Consegna A:
Traduci in inglese questa frase del brano sulla beatificazione dei martiri in Algeria: «Intanto ritengo molto significativo il fatto che tutti e 19 fossero religiosi.»
Consegna B:
Scrivi il seguito del brano sulla beatificazione dei martiri in Algeria, partendo dopo l'ultima frase riportata.

Brano di testo:
______________________________

Che senso ha per la Chiesa universale, per i cristiani immersi in mondi islamici, per il mondo così diviso questa beatificazione? 

«Intanto ritengo molto significativo il fatto che tutti e 19 fossero religiosi. Studiando per vari anni le biografie di tutti questi martiri, poi, abbiamo compreso quanto condividessero per amore disinteressato l’impegno e come volessero restare in Algeria fino alla fine per non tradire la gente. Io credo che loro siano tutti un simbolo potente che dimostra quanto la nostra fratellanza vada ben al di là di religione, condizione sociale, sesso, siamo fondamentalmente sorelle e fratelli. Il fatto che assieme a quei 19, sia stato ucciso un ventiduenne musulmano, che era perfettamente cosciente dei rischi che correva a essere un assistente del vescovo e che non lo ha mai abbandonato, dimostra ancora più decisamente quanto ho detto sopra. Non vogliamo poi dimenticare che quei 19 sono una piccola parte dei 200mila sterminati da una guerra civile spaventosa che ha fatto strame di bambini, donne, uomini. Speriamo che l’unico Dio che adoriamo abbia accolto i nostri 19 martiri e i poveri 200mila morti innocenti. Per noi la beatificazione ha anche questo significato».

Parlando dei suoi sette confratelli, la beatificazione, prima che alla morte, è un riconoscimento a una vita di comunione….

______________________________

Dati da esaminare:
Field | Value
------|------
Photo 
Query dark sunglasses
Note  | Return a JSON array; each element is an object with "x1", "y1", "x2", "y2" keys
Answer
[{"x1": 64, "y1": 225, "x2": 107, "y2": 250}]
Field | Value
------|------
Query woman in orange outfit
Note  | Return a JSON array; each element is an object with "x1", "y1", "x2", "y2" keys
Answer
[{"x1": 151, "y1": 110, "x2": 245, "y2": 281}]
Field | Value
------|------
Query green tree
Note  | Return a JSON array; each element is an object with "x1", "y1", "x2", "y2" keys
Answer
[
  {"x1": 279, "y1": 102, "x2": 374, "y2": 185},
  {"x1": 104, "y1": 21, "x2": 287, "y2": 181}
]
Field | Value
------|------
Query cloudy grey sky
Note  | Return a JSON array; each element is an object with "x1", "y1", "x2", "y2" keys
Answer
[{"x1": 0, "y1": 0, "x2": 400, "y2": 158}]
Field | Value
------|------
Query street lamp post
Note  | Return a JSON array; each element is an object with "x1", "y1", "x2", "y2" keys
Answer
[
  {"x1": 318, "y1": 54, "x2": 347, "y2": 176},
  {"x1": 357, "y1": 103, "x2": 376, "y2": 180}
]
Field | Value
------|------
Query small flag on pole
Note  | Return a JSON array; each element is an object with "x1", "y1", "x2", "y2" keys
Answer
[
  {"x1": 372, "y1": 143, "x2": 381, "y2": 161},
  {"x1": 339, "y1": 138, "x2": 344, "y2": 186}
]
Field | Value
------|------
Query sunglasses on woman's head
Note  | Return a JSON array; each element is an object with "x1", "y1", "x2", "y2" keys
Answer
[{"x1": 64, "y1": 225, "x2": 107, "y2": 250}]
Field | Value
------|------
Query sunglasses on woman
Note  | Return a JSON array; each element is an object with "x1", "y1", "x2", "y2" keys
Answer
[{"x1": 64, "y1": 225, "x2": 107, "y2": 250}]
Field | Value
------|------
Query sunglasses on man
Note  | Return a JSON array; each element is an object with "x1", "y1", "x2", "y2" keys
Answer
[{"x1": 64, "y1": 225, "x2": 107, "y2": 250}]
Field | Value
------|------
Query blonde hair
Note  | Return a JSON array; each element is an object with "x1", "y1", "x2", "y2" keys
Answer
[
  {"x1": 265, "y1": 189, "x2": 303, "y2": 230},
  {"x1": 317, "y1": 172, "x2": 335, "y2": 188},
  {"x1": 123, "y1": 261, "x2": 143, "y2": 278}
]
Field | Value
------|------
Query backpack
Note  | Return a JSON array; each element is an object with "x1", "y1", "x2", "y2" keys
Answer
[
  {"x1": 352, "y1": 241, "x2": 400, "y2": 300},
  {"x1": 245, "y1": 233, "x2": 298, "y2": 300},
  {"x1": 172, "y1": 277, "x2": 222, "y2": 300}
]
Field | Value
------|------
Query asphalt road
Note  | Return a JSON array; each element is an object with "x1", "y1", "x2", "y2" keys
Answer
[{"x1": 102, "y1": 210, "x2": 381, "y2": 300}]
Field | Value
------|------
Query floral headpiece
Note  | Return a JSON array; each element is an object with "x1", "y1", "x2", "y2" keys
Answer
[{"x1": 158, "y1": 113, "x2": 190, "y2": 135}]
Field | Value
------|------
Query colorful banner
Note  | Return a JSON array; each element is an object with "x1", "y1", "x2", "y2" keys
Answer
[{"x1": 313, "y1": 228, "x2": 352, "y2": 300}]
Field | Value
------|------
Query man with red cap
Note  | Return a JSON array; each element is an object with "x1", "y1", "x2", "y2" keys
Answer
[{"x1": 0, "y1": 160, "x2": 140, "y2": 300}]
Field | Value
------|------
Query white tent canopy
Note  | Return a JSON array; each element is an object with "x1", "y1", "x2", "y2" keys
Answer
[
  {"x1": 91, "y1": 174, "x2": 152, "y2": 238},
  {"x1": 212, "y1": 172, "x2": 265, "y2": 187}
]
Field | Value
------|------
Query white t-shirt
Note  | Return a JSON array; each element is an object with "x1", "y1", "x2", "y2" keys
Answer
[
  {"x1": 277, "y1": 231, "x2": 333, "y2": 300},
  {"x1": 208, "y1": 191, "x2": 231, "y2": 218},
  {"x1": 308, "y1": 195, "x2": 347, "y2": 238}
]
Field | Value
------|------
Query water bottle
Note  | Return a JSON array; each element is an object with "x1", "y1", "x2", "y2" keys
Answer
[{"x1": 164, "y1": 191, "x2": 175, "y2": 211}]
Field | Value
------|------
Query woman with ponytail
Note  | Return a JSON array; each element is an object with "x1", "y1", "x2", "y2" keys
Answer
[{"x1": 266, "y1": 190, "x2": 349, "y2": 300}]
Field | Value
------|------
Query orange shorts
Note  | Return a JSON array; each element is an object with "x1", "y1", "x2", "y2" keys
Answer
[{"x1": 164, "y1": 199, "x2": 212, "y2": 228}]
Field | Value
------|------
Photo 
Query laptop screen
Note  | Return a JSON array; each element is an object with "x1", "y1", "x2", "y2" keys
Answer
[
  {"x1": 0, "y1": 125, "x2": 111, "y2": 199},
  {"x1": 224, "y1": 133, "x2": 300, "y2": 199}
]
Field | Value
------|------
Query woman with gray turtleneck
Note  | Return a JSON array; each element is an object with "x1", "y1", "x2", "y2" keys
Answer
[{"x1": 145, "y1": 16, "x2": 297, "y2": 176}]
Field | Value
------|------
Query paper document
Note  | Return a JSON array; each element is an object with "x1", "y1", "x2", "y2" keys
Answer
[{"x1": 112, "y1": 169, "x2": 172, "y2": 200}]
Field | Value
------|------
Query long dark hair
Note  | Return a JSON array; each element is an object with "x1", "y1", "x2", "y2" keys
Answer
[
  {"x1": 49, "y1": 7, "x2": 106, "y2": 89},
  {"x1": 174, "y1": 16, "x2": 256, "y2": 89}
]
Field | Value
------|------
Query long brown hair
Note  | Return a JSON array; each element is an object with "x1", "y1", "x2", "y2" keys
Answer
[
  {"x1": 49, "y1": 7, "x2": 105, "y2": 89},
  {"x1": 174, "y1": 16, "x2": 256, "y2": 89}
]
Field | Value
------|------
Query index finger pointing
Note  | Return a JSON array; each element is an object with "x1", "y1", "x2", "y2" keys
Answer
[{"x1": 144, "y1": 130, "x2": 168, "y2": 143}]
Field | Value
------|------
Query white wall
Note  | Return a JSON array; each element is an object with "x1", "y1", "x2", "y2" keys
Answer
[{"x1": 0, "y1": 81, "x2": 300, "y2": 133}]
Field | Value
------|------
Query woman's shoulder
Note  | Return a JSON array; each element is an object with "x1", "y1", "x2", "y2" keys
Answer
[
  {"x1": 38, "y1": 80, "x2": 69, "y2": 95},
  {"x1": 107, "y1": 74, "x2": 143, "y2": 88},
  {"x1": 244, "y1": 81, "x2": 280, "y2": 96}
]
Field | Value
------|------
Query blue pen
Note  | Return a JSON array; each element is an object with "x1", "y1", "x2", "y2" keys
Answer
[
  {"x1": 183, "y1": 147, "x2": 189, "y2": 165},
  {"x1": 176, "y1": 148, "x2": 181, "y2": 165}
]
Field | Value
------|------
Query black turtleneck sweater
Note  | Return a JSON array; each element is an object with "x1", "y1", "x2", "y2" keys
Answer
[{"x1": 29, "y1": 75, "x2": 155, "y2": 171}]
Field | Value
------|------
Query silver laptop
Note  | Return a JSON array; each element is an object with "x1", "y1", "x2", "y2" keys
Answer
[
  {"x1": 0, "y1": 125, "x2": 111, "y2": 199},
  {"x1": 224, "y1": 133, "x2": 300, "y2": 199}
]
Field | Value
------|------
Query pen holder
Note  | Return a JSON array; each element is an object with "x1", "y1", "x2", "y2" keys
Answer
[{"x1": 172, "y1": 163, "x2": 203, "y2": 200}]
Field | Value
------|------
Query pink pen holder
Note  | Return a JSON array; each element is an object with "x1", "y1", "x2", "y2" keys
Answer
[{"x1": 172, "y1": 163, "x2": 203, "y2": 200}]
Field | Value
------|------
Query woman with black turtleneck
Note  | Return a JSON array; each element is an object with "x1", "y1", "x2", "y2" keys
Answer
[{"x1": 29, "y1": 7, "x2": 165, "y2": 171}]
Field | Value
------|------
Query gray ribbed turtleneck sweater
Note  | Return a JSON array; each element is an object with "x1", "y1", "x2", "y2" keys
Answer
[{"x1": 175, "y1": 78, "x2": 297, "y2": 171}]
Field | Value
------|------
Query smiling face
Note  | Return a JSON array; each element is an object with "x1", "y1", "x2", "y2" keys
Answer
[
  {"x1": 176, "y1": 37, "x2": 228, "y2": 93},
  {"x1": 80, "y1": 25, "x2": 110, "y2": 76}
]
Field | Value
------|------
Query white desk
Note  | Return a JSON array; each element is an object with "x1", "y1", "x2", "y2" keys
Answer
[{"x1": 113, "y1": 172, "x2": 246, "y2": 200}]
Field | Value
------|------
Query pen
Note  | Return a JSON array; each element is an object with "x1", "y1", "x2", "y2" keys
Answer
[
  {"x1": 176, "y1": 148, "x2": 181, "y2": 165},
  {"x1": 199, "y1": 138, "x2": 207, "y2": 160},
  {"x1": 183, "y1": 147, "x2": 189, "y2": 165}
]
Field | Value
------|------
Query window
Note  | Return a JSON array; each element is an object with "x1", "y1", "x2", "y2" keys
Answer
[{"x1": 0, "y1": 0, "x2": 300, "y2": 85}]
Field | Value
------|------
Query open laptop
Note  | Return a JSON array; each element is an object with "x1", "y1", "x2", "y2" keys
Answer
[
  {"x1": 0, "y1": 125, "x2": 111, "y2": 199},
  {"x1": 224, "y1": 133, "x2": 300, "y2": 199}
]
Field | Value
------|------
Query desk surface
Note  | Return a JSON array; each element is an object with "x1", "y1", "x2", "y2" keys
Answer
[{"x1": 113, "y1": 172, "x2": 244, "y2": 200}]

______________________________

Soluzione A:
First of all, I consider it very significant that all 19 were members of religious orders.

Soluzione B:
«Ho conosciuto la vita di tutti e 19 e sono rimasta molto colpita dall’umanità di tutti: splendide persone, umanissime, con difetti e capacità di superarli. Uomini e donne impegnati nel loro apostolato, nella vita contemplativa, ma sempre autentici e appassionati. Vivevano in condizioni dure in Algeria ma ci restavano con amicizia verso il popolo e senso del dovere, sentivano il desiderio di non andarsene nel momento del pericolo. I sette miei confratelli provenivano da diversi monasteri ed erano giunti a Tibihrine perché lì non c’erano più vocazioni. Avevano personalità molto forti che hanno scelto di mettere al servizio di una presenza molto significativa: la popolazione intera li percepiva come amici e difensori nel momento della guerra. Stavano in mezzo, anche fisicamente, alle avanzate dell’esercito o quelle dei ribelli e i civili facevano affidamento a loro per cercare protezione. Condividevano totalmente con gli abitanti della zona il lavoro nei campi e il ricavato in una forma di cooperativismo molto avanzata. C’era l’ambulatorio di Fratel Luke, medico, in cui, come ripeteva lui stesso, “si curava anche il diavolo”, cioè si accoglievano tutti, senza distinzioni. Ho saputo che vivevano anche piccole dispute legate al canto o su altri temi. Ma è meraviglioso che di fronte alla prospettiva della morte, ognuno di loro abbia fatto il percorso di discernimento e accettato di restare insieme sapendo benissimo cosa rischiasse. Quella drammatica attesa li ha talmente uniti da farne un simbolo: la prova che non solo individualmente ma una comunità può diventare martire, e, soprattutto, può raggiungere una pienezza umana, assieme». 

Il monastero di Tibhirine è stato riaperto?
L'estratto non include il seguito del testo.